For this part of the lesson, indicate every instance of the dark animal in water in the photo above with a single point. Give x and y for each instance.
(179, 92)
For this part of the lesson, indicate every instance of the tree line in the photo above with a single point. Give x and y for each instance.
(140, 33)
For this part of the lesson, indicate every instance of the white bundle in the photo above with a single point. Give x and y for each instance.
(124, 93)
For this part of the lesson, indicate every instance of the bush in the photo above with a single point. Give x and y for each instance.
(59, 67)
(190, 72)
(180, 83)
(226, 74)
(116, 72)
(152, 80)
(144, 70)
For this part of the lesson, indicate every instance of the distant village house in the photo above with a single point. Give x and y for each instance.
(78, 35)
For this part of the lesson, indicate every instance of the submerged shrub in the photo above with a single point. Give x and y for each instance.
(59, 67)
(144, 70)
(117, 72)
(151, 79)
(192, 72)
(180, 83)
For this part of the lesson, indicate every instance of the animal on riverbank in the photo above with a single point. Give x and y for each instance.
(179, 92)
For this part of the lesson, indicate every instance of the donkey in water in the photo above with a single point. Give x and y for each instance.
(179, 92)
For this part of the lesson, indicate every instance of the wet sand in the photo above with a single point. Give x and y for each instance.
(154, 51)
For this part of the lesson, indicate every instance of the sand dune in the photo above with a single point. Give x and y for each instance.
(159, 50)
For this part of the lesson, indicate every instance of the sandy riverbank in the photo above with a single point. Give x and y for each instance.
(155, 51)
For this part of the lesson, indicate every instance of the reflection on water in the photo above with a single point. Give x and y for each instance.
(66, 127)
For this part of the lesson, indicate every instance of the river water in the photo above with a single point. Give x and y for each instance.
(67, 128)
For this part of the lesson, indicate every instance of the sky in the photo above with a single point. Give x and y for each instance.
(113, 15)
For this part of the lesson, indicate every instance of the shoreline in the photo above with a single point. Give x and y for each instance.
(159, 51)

═══

▸ **Activity**:
Go through the records and copy all of them exactly.

▸ **Your response**:
For this part of the lesson, indicate every instance of the dark animal in water in the photo above with a single point. Give x and y for each instance.
(179, 92)
For this part of the lesson, indicate every instance of the tree line in the photo above with a single point. Give x and y for each instance.
(140, 33)
For this part of the lesson, indicate every instance of the white bundle in the photo above with a single point. Give x and y for each instance.
(124, 93)
For this part of the lesson, indicate every instance of the bush in the photo above with a single point. Give x and y for each instance.
(59, 67)
(190, 72)
(180, 83)
(226, 74)
(116, 72)
(152, 80)
(144, 70)
For this part of the lesson, indicate every instance of the distant village house in the photo above with a single point. Give x and y for each instance.
(78, 35)
For this part of the lesson, indicate every instance of the submerged shrub in the photo above with a single point. Give x and y for each instance.
(59, 67)
(144, 70)
(117, 72)
(151, 79)
(192, 72)
(180, 83)
For this part of the lesson, indicate every instance of the animal on riverbank in the photo above with a single point. Give x and y for each instance.
(179, 92)
For this part of the lesson, indicate every instance of the donkey in water in the photo above with a single point. Give x and y for each instance.
(179, 92)
For this part of the lesson, indicate every instance of the wet sand in the photo above with a single point. Give x and y for each instance.
(154, 51)
For this part of the lesson, indicate every instance of the sand dune in the photo above with a single point. Give x and y for each instance.
(159, 50)
For this part of the lesson, indicate every instance of the sandy riverbank in the photo above with a single point. Give x and y for each instance.
(155, 51)
For this part of the lesson, indicate every instance of the reflection on water in the photo above with a single point. Give x and y for each instance.
(66, 127)
For this part of the lesson, indicate every instance of the river water in the photo above with a single point. Give x and y for each instance.
(67, 128)
For this part of the lesson, indicate every instance of the sky in the photo above with a single point. Give x and y for each instance.
(113, 15)
For this part of the lesson, indicate every instance of the shoreline in the photo above with a single point. Give x and y for each instance.
(159, 51)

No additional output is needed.